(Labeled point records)
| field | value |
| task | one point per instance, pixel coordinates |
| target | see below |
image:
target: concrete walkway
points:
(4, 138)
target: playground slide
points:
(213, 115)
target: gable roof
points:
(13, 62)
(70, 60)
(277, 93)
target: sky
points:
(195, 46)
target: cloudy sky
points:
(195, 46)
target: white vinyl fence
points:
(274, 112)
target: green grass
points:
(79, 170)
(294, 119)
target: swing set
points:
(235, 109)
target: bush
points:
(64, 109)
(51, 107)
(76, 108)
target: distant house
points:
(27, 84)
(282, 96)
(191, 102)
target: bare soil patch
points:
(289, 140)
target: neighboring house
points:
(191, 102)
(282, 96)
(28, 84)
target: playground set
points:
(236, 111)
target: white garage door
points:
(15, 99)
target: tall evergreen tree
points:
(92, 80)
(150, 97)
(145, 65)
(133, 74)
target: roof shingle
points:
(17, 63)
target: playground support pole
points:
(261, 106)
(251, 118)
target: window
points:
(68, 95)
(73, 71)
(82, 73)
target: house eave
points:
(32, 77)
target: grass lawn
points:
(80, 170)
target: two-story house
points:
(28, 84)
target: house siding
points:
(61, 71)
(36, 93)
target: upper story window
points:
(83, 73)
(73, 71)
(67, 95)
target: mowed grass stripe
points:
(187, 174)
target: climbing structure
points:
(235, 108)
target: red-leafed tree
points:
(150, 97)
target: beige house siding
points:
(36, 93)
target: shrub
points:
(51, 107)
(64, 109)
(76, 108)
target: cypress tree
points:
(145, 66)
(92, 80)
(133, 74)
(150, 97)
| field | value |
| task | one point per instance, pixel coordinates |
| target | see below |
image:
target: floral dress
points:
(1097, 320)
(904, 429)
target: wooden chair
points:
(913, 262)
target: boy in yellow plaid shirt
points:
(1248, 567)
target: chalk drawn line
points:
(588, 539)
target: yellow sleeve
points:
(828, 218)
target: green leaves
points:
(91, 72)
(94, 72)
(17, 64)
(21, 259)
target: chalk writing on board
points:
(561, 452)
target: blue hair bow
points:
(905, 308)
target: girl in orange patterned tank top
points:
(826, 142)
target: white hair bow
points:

▶ _Short problem_
Reproduce every one of the records above verbatim, line for line, with no changes.

▶ _The reply_
| field | value |
| task | one point per instance, pixel coordinates |
| target | see below |
image:
target: concrete walkway
points:
(4, 138)
target: playground slide
points:
(213, 115)
target: gable roof
points:
(13, 62)
(70, 60)
(277, 93)
target: sky
points:
(195, 46)
target: cloudy sky
points:
(195, 46)
target: white vinyl fence
points:
(274, 112)
target: green grass
points:
(79, 170)
(294, 119)
target: swing set
points:
(235, 109)
target: bush
points:
(64, 109)
(51, 107)
(76, 108)
target: distant house
points:
(27, 84)
(282, 96)
(191, 102)
target: bare soil patch
points:
(289, 140)
target: neighboring house
points:
(191, 102)
(282, 96)
(28, 84)
target: playground set
points:
(236, 111)
target: white garage door
points:
(15, 99)
target: tall evergreen tree
points:
(92, 80)
(150, 97)
(145, 65)
(133, 74)
target: roof shingle
points:
(17, 63)
target: playground support pole
points:
(261, 106)
(251, 118)
target: window
points:
(68, 95)
(73, 71)
(82, 73)
target: house eave
points:
(32, 77)
target: grass lawn
points:
(80, 170)
target: two-story house
points:
(28, 84)
target: house siding
points:
(61, 71)
(36, 93)
target: upper story window
points:
(83, 73)
(73, 71)
(67, 95)
target: mowed grass stripe
points:
(187, 174)
target: climbing structure
points:
(235, 108)
target: red-leafed tree
points:
(150, 97)
target: beige house siding
points:
(36, 93)
target: shrub
points:
(51, 107)
(64, 109)
(76, 108)
target: cypress tree
points:
(145, 66)
(92, 80)
(133, 74)
(150, 97)
| field | value |
| task | one point per instance, pixel coordinates |
| target | see below |
image:
target: floral dress
points:
(1097, 320)
(904, 429)
target: wooden chair
points:
(913, 262)
target: boy in yellow plaid shirt
points:
(1248, 567)
target: chalk drawn line
points:
(588, 539)
target: yellow sleeve
points:
(828, 218)
target: green leaves
points:
(91, 72)
(94, 72)
(17, 64)
(21, 259)
target: chalk writing on board
points:
(561, 452)
target: blue hair bow
points:
(905, 308)
target: girl in orange patterned tank top
points:
(826, 142)
target: white hair bow
points:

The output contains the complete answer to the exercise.